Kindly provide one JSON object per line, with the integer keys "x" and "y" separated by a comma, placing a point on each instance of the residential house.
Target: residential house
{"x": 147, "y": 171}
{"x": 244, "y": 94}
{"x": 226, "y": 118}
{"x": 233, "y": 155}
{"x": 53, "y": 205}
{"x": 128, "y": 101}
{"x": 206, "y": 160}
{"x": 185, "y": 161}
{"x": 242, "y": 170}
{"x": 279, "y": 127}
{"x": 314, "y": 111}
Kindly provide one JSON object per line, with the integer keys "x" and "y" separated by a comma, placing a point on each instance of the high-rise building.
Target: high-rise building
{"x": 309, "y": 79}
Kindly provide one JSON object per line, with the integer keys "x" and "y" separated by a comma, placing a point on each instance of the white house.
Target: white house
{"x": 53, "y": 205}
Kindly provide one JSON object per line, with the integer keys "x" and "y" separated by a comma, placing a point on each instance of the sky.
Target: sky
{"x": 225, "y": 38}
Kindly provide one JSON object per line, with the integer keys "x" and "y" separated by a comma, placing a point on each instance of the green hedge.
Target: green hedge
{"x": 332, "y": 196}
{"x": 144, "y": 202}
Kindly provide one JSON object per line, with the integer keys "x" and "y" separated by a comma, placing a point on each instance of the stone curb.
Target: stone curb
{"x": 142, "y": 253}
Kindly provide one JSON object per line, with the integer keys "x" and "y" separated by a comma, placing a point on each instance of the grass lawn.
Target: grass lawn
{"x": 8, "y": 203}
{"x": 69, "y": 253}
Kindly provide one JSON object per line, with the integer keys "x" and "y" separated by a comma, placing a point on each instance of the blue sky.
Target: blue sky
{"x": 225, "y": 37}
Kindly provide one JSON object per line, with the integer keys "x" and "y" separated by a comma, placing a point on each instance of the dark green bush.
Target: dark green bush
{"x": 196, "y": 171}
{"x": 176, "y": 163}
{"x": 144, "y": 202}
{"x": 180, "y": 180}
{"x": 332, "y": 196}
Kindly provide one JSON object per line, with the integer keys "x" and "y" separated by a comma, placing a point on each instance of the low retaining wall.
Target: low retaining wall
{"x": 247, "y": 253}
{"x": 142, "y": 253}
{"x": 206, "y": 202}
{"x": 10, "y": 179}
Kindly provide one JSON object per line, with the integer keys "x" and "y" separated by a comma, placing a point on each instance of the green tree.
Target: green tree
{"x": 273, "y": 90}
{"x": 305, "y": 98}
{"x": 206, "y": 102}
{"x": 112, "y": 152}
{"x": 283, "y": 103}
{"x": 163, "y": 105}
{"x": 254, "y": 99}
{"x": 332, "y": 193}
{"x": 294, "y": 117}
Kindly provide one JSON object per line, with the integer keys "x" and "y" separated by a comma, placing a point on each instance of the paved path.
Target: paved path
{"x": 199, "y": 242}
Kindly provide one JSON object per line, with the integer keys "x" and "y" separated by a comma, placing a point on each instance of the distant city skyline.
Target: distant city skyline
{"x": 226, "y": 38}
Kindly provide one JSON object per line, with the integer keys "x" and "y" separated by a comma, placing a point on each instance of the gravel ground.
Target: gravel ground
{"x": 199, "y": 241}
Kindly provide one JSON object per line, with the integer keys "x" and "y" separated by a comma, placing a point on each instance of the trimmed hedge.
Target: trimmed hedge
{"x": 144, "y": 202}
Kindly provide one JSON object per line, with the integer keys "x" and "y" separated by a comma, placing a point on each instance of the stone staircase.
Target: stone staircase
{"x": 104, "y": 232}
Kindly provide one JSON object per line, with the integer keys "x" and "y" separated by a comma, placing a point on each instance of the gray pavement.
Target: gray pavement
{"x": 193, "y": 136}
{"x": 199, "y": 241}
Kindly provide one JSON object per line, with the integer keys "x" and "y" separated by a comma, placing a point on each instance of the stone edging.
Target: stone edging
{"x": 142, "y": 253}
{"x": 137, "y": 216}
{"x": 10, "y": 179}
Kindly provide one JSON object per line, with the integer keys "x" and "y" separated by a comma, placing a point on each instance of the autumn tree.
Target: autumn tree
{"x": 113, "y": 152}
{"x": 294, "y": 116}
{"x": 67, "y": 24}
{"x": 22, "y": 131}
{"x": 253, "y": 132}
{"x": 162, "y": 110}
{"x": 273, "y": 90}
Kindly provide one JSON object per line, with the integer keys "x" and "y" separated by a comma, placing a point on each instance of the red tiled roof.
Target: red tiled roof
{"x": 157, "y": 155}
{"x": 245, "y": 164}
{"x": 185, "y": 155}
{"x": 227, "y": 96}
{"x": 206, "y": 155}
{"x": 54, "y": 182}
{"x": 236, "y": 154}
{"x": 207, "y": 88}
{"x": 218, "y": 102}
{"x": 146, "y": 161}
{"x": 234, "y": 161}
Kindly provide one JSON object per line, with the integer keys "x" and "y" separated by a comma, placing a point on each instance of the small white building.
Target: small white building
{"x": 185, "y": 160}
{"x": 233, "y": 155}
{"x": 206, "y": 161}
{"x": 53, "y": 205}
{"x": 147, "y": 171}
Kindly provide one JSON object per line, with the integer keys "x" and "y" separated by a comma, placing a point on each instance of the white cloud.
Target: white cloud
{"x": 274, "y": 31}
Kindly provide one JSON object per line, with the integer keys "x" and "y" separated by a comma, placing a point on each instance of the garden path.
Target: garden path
:::
Rewrite the lines from the one containing "small white building." through the last line, inclusive, with the requests unchanged and every answer point shifted by adding 140 to both its x and y coordinates.

**Correct result**
Kindly provide one JSON object per line, with the integer keys "x" and "y" separated by a comma, placing a point on each instance of the small white building.
Target: small white building
{"x": 325, "y": 300}
{"x": 373, "y": 295}
{"x": 346, "y": 301}
{"x": 193, "y": 345}
{"x": 287, "y": 311}
Kindly provide one JSON object per line, with the integer keys "x" and "y" separated by a comma, placing a point on each instance of the white cloud.
Target: white cloud
{"x": 414, "y": 171}
Kindly provide one JSON object per line, with the integer keys "x" and "y" separated by a comma, placing a point on each instance of the garden path.
Target: garden path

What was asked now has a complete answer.